• _Excerpt_:
According to the standard story that they told us in school biology classes, we have two kinds of vision cells in the retina (the light-sensitive layer at the back of our eyeballs): rods give us the black-and-white vision that we use at night, and the cones give us colour that we use by day. The conventional wisdom is that there are three kinds of cones, each sensitive to a slightly different wavelength of light. These are red, blue and green, just as they are in the screen of your TV. We perceive the colours of the rainbow by the way the intensities of these three colours mix.

Now, the genes for two of these colours (the red–green dimension) are on the X chromosome, and those for blue are elsewhere, on chromosome seven. And this explains why men – but only very rarely women – are sometimes colour-blind and why this is usually red-blindness and almost never blue-blindness. Men only have one X chromosome (inherited from their mother), and if that chromosome is a bit dodgy, they don’t have a back-up for any of the genes that are on it. Since women have two X chromosomes (one inherited from each parent), they always have a back-up in case of emergencies.

• _Record set_:
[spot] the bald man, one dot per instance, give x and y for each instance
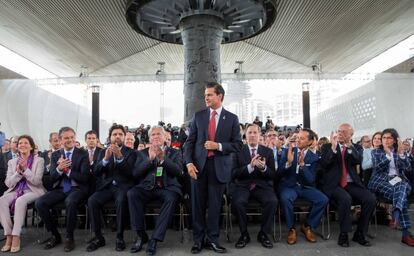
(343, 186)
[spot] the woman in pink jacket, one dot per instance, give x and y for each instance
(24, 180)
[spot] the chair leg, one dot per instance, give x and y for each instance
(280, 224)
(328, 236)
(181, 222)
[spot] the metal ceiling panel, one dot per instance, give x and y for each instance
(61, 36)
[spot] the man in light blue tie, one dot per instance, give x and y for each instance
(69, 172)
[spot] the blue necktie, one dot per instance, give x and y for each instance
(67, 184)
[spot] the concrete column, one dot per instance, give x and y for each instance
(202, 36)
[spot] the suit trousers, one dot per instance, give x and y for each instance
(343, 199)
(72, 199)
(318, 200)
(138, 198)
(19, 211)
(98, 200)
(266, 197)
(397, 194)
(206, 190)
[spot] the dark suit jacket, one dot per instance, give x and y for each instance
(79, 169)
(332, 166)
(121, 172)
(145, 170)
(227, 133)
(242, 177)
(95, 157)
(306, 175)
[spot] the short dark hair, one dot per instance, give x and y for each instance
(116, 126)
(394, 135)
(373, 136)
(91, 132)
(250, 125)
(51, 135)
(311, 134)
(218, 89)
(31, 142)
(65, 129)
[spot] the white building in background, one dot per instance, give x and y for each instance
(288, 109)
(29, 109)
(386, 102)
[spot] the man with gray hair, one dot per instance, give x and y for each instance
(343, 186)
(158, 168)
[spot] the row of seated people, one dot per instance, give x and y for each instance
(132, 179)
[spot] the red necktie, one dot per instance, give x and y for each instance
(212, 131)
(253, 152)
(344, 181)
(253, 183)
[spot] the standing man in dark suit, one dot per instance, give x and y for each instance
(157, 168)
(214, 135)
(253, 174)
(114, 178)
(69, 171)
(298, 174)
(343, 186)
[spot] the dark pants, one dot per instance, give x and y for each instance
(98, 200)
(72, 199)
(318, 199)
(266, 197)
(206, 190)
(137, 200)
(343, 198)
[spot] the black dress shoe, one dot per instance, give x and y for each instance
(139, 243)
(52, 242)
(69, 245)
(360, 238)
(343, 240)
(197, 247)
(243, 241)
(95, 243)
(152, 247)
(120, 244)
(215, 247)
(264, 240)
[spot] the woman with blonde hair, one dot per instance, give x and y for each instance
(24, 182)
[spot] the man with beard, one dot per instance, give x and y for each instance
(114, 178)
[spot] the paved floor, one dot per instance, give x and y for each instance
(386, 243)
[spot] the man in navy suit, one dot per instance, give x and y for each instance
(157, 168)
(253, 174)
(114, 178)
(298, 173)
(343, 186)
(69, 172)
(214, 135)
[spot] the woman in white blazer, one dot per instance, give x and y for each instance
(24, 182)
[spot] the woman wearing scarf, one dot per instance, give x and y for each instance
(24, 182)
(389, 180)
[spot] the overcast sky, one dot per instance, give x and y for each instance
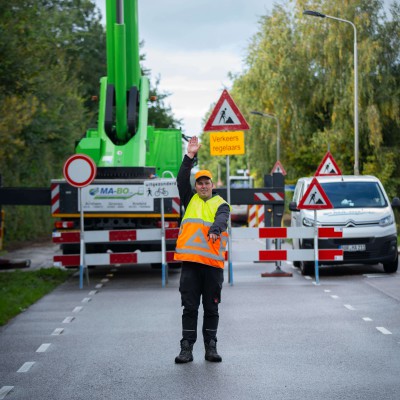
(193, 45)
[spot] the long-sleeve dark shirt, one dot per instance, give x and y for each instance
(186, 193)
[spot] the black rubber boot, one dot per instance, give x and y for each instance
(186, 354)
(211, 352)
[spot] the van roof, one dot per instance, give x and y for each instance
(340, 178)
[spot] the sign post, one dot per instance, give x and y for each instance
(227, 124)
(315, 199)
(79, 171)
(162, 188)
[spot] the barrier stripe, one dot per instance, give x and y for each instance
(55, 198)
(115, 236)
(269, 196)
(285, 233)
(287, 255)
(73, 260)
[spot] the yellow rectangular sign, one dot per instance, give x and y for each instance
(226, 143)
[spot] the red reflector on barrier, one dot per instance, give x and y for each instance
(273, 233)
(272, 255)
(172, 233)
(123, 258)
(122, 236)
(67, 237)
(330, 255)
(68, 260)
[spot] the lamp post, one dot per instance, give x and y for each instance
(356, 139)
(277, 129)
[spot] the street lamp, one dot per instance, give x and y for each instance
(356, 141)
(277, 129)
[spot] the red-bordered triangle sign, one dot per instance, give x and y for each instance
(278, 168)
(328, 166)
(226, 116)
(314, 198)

• _Problem description_: According to the color-vision excerpt, on which chromosome are the genes for blue located? Answer from the color-vision excerpt alone, not from the listing.

• _Output for this exercise_: Chromosome seven.